Cuba looms on the horizon for any lover of the Caribbean. While I’m not old enough to have bellied up to the bar at Sloppy Joe’s in the Batista days, I did visit the island in the days when Fidel was still making day-long speeches in the Plaza de la Independencia. It was back in the days of the Carter presidency when, for a few brief moments, travel to Cuba was legal for all Americans. I went with a group that stayed at the former Hilton and we traveled through the country.
Cuba was a marvel for me. Upon exiting the aircraft and the terminal, I looked around and realized that Cuba was indeed a Caribbean nation and a huge one at that, with a large African cultural component and a huge brown-skinned population. I was amazed that there were masses of people who looked just like my relatives and me, and it was a shock. The size of this country was a marvel to me, and its capital city, although showing signs of its age, offered hints of its glorious past and its former cosmopolitan sophistication. I also understood the fierce love of country of all Cubanos because it is truly a beautiful place.

## SHORT PROBLEM A
In the Cuba travel passage, condense the paragraph beginning "Cuba was a marvel for me" into a few short bullet points that keep its main facts.
## SHORT PROBLEM B
According to the Cuba travel passage, where did the writer's group stay during the trip?
## SHORT PROBLEM C
Continue the Cuba travel passage with a new paragraph that follows on from its last sentence.

## DATA
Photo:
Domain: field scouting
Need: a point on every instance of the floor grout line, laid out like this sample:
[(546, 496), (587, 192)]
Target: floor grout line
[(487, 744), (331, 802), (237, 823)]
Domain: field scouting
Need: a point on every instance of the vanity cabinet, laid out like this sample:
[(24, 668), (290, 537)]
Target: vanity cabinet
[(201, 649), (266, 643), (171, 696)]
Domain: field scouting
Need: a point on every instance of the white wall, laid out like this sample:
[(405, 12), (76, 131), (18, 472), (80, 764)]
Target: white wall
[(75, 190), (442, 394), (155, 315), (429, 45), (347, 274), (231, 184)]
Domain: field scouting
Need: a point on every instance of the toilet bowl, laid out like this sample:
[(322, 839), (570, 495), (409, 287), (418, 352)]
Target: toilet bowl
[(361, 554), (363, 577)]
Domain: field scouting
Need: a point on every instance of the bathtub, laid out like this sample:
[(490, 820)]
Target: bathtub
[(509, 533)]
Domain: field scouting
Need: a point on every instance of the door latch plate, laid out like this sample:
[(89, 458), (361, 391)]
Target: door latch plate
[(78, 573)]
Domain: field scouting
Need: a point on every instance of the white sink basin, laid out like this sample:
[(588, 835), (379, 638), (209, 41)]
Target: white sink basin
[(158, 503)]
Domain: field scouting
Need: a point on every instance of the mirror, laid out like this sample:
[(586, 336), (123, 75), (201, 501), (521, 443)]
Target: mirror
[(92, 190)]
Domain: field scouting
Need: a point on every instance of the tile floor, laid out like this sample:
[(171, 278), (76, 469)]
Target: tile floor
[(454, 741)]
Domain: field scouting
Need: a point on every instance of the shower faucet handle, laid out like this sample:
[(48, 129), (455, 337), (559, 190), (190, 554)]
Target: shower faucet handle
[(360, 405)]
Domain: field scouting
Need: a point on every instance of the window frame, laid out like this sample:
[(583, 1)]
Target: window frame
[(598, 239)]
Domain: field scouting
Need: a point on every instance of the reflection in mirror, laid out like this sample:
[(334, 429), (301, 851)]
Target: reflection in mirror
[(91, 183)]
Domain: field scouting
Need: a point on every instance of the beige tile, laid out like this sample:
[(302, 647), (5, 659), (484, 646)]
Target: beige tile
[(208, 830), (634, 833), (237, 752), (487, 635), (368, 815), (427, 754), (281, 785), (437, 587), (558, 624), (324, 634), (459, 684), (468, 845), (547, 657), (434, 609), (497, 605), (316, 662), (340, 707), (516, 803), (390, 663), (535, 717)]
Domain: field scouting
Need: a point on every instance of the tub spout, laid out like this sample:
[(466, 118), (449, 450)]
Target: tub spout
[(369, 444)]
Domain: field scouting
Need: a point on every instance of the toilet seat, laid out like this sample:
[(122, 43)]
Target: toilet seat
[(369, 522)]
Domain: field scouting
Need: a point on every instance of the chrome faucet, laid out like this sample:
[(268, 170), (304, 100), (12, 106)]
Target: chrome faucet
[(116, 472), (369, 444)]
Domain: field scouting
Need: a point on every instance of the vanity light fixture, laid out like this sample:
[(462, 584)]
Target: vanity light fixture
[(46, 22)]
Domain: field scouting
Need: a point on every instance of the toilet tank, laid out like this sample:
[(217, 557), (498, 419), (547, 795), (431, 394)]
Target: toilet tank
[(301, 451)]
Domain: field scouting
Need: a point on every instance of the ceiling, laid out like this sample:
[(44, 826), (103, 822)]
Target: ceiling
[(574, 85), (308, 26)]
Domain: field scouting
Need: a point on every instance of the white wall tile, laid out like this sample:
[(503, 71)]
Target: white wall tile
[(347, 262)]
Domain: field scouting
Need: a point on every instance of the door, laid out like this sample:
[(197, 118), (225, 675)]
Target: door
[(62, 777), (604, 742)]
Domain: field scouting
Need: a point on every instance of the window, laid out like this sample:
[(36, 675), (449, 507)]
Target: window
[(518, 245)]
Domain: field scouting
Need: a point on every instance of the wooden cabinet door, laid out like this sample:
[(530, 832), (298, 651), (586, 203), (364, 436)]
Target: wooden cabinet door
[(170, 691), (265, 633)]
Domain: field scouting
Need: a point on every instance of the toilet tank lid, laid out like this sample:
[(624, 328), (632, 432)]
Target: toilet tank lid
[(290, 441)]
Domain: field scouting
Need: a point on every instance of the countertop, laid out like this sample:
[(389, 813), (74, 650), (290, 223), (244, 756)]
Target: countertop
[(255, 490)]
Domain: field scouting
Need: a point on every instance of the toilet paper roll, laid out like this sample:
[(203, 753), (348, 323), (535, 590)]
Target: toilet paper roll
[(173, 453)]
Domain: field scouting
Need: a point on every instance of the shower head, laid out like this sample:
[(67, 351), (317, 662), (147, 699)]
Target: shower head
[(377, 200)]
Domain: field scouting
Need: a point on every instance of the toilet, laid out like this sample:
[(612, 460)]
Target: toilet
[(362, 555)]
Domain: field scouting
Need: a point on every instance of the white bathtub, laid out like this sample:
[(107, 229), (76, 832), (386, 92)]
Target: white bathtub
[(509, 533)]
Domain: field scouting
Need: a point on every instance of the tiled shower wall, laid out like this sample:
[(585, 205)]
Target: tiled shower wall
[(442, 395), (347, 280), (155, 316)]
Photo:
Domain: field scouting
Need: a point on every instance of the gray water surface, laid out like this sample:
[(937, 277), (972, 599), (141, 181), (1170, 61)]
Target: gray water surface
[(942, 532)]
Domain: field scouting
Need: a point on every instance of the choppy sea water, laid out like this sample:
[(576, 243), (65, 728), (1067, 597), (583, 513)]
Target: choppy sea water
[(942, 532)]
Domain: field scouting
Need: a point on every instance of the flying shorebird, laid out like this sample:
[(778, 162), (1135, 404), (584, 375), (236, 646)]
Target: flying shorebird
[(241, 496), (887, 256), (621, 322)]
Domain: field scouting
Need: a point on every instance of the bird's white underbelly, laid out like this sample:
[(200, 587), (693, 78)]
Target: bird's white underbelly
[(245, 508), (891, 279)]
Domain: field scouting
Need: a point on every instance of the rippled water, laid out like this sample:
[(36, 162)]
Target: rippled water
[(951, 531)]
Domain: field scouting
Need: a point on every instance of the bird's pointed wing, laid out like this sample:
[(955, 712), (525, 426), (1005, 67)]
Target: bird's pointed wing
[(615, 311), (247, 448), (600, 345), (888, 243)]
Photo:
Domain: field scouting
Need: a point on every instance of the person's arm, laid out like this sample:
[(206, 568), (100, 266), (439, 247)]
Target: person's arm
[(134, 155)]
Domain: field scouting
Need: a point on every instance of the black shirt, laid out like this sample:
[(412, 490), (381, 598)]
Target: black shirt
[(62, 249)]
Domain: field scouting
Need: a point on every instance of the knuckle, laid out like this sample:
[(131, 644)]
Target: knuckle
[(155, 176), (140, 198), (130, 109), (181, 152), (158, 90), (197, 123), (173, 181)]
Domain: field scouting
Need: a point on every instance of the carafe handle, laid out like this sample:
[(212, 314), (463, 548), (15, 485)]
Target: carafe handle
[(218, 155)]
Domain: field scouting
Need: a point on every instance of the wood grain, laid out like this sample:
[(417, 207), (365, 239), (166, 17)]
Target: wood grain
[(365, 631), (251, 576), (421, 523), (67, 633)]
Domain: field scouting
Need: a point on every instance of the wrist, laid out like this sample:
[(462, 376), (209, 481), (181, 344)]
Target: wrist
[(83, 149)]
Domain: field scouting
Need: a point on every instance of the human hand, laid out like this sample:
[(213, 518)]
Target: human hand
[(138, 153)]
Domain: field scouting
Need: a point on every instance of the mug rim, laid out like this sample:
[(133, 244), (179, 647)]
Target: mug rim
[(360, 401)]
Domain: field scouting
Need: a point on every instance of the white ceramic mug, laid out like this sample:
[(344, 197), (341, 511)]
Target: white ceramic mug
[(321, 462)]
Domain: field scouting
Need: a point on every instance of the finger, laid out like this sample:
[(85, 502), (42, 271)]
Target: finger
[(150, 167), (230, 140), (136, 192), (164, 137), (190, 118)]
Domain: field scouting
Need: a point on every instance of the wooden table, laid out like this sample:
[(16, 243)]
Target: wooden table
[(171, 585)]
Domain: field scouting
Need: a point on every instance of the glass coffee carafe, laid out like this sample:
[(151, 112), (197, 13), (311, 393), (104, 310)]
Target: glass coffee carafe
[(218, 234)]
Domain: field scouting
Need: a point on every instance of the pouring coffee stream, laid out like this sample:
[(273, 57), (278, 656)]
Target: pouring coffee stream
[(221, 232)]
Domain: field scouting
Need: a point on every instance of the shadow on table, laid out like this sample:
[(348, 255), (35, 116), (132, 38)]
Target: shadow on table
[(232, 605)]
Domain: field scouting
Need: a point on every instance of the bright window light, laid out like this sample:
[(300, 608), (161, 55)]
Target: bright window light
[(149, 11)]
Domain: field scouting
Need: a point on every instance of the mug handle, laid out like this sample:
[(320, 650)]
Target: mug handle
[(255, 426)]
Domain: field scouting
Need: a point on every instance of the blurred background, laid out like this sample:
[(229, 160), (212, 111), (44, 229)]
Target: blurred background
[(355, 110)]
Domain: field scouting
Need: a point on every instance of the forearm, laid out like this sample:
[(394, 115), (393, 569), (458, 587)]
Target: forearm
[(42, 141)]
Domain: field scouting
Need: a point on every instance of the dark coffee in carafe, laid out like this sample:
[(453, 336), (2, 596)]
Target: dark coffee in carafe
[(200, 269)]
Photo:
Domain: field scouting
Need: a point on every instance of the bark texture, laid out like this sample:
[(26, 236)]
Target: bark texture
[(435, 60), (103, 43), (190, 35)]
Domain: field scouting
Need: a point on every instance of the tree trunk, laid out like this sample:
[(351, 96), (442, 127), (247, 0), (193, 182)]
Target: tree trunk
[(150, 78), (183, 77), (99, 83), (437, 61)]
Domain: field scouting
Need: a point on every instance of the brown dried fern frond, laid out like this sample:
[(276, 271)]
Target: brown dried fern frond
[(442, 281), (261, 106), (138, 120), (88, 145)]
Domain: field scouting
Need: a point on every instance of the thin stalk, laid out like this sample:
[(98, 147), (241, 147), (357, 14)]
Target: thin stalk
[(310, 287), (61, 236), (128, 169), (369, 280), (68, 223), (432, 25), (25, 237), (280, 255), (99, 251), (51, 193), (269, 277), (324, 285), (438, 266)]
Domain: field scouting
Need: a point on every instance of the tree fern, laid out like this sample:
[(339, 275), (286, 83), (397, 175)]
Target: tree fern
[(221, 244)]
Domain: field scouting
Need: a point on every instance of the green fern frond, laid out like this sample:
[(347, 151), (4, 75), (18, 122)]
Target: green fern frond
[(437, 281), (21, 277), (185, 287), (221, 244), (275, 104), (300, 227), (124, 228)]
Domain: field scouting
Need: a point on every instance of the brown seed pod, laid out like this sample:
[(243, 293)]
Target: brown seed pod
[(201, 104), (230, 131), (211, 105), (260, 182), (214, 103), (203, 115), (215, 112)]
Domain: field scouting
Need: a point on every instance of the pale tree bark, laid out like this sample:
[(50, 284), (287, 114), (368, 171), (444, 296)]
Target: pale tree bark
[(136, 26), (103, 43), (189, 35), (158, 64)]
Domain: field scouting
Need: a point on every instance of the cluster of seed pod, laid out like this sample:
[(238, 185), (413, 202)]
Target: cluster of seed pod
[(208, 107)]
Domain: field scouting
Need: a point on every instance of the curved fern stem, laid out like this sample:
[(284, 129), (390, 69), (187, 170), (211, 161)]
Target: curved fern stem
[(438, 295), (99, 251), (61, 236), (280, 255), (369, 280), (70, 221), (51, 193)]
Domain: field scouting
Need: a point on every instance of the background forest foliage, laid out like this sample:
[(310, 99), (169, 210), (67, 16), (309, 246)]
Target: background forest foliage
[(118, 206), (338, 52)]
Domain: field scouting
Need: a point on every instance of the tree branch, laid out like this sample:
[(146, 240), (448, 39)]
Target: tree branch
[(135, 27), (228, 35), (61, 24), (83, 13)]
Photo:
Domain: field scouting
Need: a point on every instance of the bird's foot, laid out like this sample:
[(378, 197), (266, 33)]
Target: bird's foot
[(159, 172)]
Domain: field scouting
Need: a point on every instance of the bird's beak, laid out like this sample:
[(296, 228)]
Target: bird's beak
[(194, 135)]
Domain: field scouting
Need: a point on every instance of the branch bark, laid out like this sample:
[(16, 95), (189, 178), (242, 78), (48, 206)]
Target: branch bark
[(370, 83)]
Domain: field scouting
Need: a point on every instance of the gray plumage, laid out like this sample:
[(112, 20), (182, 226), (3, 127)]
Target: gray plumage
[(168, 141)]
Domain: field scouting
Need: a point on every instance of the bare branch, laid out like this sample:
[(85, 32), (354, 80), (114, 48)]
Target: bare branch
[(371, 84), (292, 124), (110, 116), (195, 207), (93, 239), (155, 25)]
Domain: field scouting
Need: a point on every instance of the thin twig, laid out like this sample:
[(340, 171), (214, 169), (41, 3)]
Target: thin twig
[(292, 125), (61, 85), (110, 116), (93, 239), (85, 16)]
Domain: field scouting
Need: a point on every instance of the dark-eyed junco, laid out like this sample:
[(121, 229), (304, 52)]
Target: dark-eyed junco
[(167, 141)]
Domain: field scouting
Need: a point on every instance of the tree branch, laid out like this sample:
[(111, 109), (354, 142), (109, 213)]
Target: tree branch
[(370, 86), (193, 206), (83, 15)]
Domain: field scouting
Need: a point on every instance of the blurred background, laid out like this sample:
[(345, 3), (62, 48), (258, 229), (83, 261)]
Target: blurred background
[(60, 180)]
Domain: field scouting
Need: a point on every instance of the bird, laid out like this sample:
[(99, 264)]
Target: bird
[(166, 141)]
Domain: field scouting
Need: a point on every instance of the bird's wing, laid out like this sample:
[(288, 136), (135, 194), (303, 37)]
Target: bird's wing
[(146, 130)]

## RESULT A
- After leaving the aircraft and terminal, the writer saw that Cuba was a huge Caribbean nation with a large African cultural component and a large brown-skinned population.
- Seeing masses of people who looked like the writer's own relatives came as a shock.
- The country's size was a marvel, and its aging capital still hinted at a glorious, cosmopolitan past.
- The writer came to understand the Cuban people's fierce love for their beautiful country.

## RESULT B
The group stayed at the former Hilton.

## RESULT C
Cuba’s tourism plant had not ramped up to the international traffic that the island now hosts and so sightseeing consisted of drives through old neighborhoods in Havana, walking around the plazas, and visiting Hemingway’s home, la Finca Vigia. Located about twelve miles outside of Havana, the home was kept as a shrine to Papa Hemingway and we stood outside of the windows on the steps provided and peeked in voyeurlike at the house. We peered at the spines of books looking for hints of sources, mentally catalogued the liquors on the bar, and smiled conspiratorially at the notations of weight and blood pressure written on the bathroom walls.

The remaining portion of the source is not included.